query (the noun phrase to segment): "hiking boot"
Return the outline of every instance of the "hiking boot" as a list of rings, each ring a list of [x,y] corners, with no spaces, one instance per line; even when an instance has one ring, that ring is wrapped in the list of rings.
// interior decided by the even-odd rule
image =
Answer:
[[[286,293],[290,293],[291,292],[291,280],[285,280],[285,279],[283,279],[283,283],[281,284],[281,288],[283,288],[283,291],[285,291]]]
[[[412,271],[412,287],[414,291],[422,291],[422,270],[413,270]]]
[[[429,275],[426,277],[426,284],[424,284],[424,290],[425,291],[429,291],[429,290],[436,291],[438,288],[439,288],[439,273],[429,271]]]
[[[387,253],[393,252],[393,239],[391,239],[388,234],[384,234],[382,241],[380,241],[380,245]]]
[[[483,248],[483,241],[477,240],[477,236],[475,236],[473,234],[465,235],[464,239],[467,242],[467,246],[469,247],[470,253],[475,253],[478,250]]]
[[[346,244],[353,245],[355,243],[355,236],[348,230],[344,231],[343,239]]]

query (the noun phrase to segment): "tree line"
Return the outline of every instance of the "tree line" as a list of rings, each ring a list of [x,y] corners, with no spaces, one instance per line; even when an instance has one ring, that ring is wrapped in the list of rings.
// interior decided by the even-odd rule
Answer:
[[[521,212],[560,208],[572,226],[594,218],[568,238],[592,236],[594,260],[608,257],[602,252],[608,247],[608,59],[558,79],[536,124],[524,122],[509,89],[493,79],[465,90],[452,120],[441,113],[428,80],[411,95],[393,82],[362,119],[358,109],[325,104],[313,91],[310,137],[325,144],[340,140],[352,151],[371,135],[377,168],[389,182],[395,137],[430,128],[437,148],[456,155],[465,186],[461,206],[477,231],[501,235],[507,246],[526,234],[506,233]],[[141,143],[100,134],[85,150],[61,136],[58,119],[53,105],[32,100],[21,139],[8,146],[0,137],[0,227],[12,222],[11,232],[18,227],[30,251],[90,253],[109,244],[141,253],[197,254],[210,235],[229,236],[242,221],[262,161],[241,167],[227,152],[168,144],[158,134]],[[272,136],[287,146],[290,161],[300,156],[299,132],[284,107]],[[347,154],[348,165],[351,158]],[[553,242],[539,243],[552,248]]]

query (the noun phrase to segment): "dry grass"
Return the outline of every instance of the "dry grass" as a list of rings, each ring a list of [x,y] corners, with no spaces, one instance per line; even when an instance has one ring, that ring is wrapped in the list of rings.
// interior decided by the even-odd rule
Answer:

*****

Only lines holding the word "spaces" are wanted; list them all from the material.

Return the outline of every instance of the "hiking boot" as a list of rings, each ring a list of [x,y] corners, with no spaces, one instance per line; even when an instance has one ring, that ring is wrapped in the list of rings.
Return the outline of every instance of the "tree line" as a list of rings, each ring a list of [x,y] corners, with no spaces, one instance per line; even when an instance has one ring, that ring is wrapped in the list of rings.
Return the outline of every instance of the "dry grass" as a list of rings, each ring a list of [x,y] corners, with no spaces, one instance per line; even when an instance has one ring, that ring is wrapped in the list of rings.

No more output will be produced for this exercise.